■ Aufgaben:
a) Beantworte die folgenden Fragen zum Text über Paarbeziehungen:
(i) Welcher Partner ist laut dem Text fast immer drauf und dran, die Partnerschaft zu beenden?
(ii) Was geschieht mit der Freundschaft zweier bester Freundinnen, wenn das Harmonieren nicht mehr klappt?
(iii) Worüber diskutieren Männer beim Angeln?
b) Erkläre in ein bis drei Sätzen, warum Männer laut dem Text über Paarbeziehungen mit ihrem Angel-Freund nie über Fußball reden.
c) Führe den Text über Paarbeziehungen nach seinem letzten Satz weiter.

■ Zitierter Abschnitt:

Die Aufkündigung des Ehevertrags
Ich erlebe bei Paarcoachings immer wieder, dass ein Partner – fast immer die Frau – drauf und dran ist, die Partnerschaft zu beenden, während der andere Partner überhaupt noch nicht gemerkt hat, wie schlecht es um die Partnerschaft steht. Woher kommt das?
Direkt zu beginn ein „Disclaimer“ wie es auf Neudeutsch heißt: Ich weise hier Männer und Frauen bestimmte Eigenschaften zu. Das stimmt so natürlich nicht – Männer und Frauen sind unterschiedlich und verhalten sich zum Teil ganz anders. Aber oft verhalten sich Menschen gendertypisch.
Man könnte nun einfach sagen, dass Männer Gefühlstrottel sind (siehe meine 3-teilige Blog-Serie über Männer), die nicht merken, was in ihren Beziehungen los ist. Aber das greift zu kurz, oft kennen sie deren Mängel recht gut, aber sie bewerten sie anders als Frauen. Woher das kommt? Nun Freundschaften unter Frauen sind anders als die unter Männern, und wenn man nach diesen unterschiedlichen Beziehungsmustern schaut, erkennt man möglicherweise den Grund für die gendermäßigen Unterschiede in der Bewertung von Beziehungen.
Frauen- und Männerfreundschaften
Die meisten Frauen haben eine „Beste Freundin“, die ihnen oft wichtiger ist als der eigene Ehemann. Diese besten Freundinnen verlangen voneinander, 100%-ig und in jedem Bereich zu harmonieren. Klappt das nicht mehr, endet diese Freundschaft mit einem Riesenknall und wird oft sogar zu einer giftigen Feindschaft, denn man kennt sich ja gut und weiß, wo die andere verletzlich ist.
Männer hingegen haben selten einen „Besten Freund“. Das heißt nicht, dass sie keine Freunde haben. Sie haben einen besten Freund fürs Fußballgucken, einen anderen für den Sport, einen dritten für das Angelhobby, einen vierten als Schachpartner, einen fünften fürs Büro und so weiter. Dabei ist es ihnen egal, sollte der Angel-Freund ansonsten ein ziemlicher Idiot ist, solange man mit ihm gut angeln gehen kann. Sie würden mit ihm auch nie über Fußball reden, denn sie wissen, da würden sie sich vielleicht in die Haare kriegen. Also schweigt man über Fußball, Philosophie und Politik, sondern geht angeln und diskutiert über den besten Köder für Schleien und die neueste Super-Spule.

■ Auflistung:
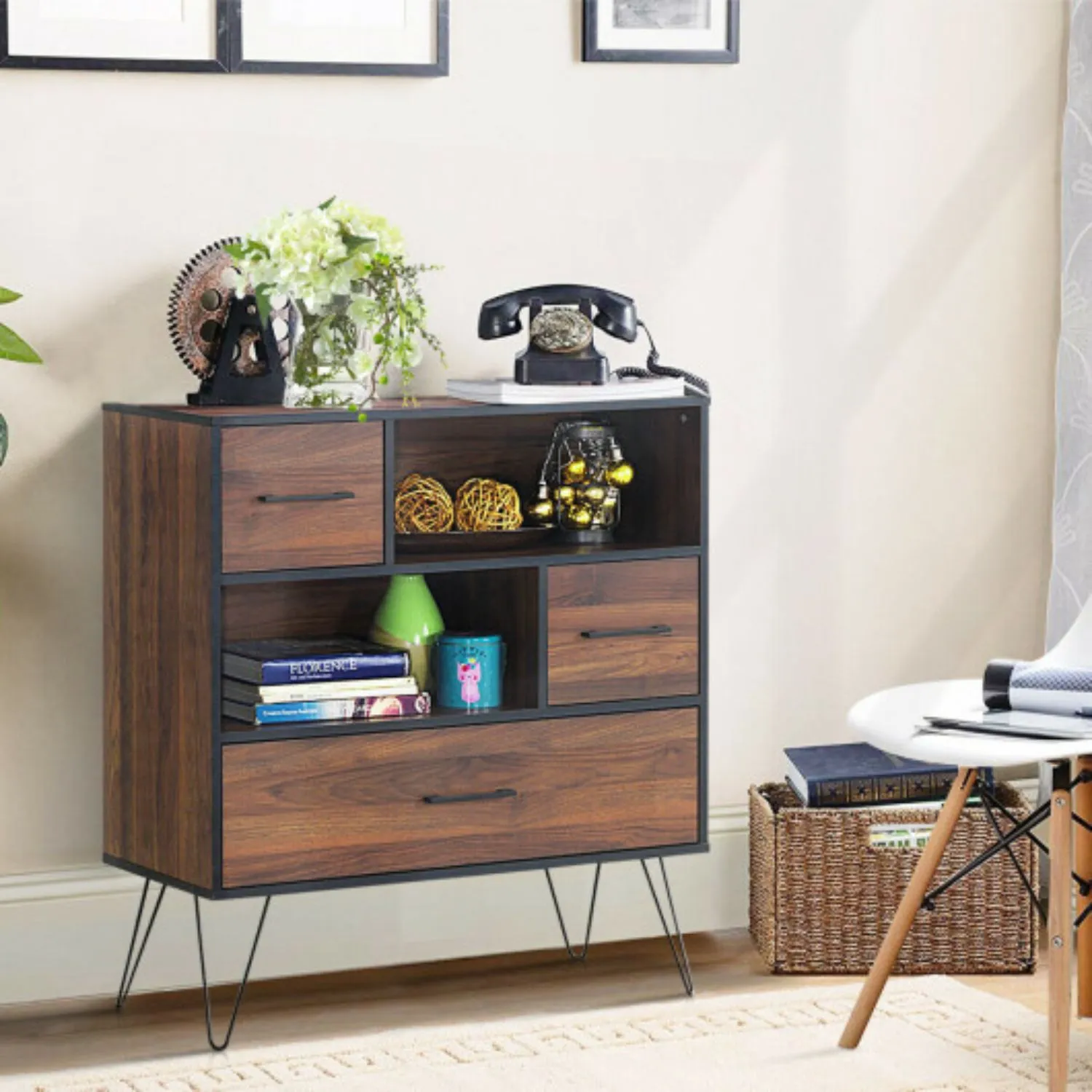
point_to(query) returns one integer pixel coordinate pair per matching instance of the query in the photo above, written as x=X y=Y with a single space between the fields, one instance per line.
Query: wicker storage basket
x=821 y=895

...

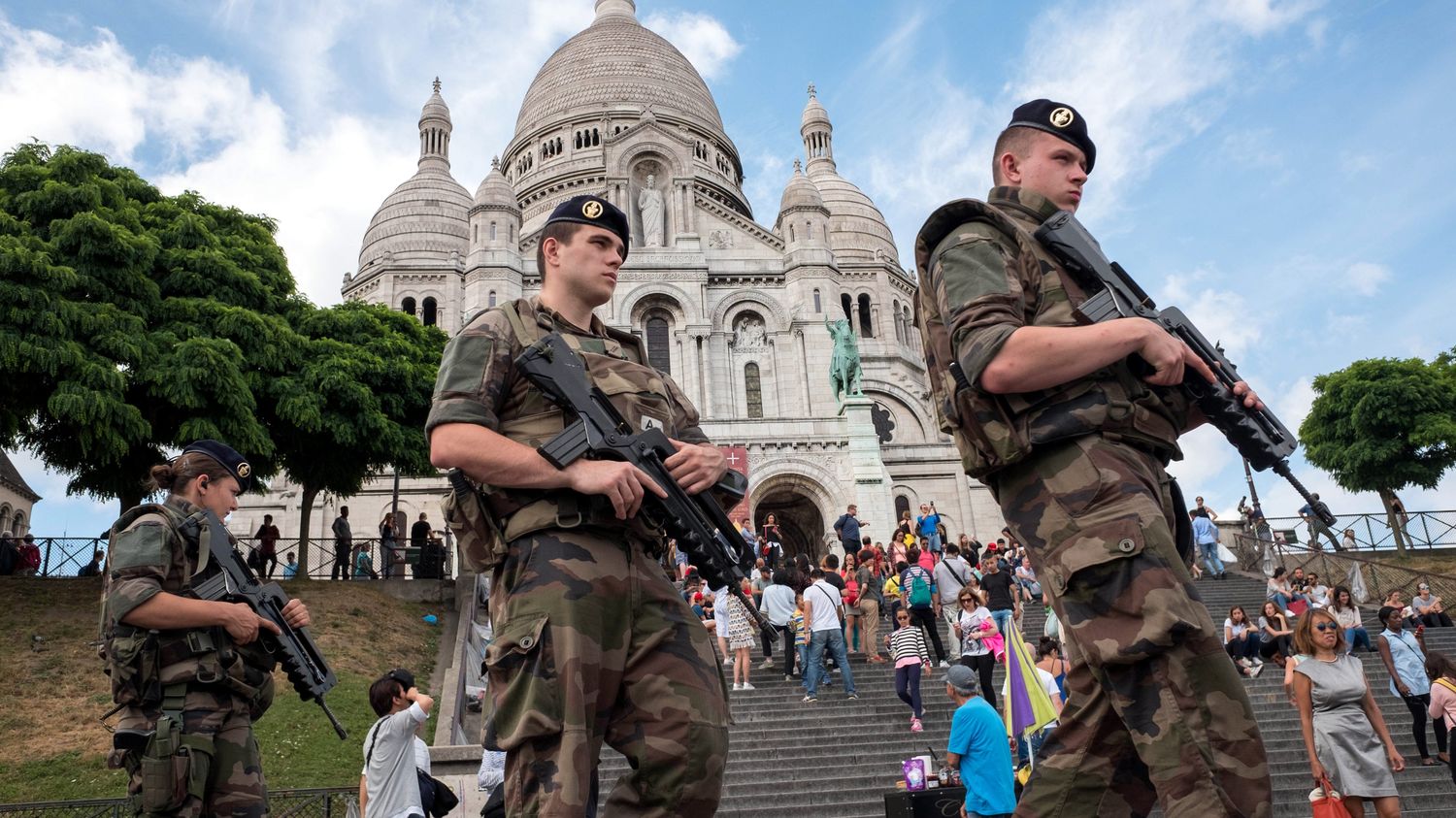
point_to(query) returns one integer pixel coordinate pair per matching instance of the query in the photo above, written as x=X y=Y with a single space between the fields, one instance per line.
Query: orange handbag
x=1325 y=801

■ Antworten je Aufgabe:
a)
(i) Fast immer die Frau.
(ii) Die Freundschaft endet mit einem Riesenknall und wird oft sogar zu einer giftigen Feindschaft.
(iii) Über den besten Köder für Schleien und die neueste Super-Spule.

b) Sie wissen, dass sie sich dabei vielleicht in die Haare kriegen würden. Deshalb schweigen sie über Fußball und gehen stattdessen gemeinsam angeln.

c)
Und jetzt kommen eine Frau und ein Mann zusammen, mitsamt ihrer unterschiedlichen Erfahrungen und Verhaltensweisen, was Freundschaften betrifft. Und beide projizieren ihre jeweiligen Erfahrungen auf ihre Beziehung. Am Anfang, im Rausch der Verliebtheit, fällt das noch nicht auf. Erst später wird das deutlicher, und es nervt, auch weil sie sich nicht vorstellen können, dass der Partner so unterschiedliche Vorstellungen vom Zusammenleben haben kann.
Die Konsequenz für die Beziehung
Wie gesagt, eine Frau verlangt von einer Beziehung 100%-ige Harmonie, ein Mann hingegen kann durchaus damit leben, wenn sich die Harmonie nicht in allen Bereichen einstellt. Wenn sich die Frau nicht für Sex begeistern kann, findet er das zwar schade, findet aber nichts dabei, sich dann eine Sex-Freundin zuzulegen. Warum auch nicht, sein Angelfreund findet ja auch nichts dabei, wenn er mit seinem Sportfreund für den nächsten Halb-Marathon trainiert. Warum sollte er auch auf Sport verzichten, nur weil sein Angelfreund mit Sport nichts am Hut hat?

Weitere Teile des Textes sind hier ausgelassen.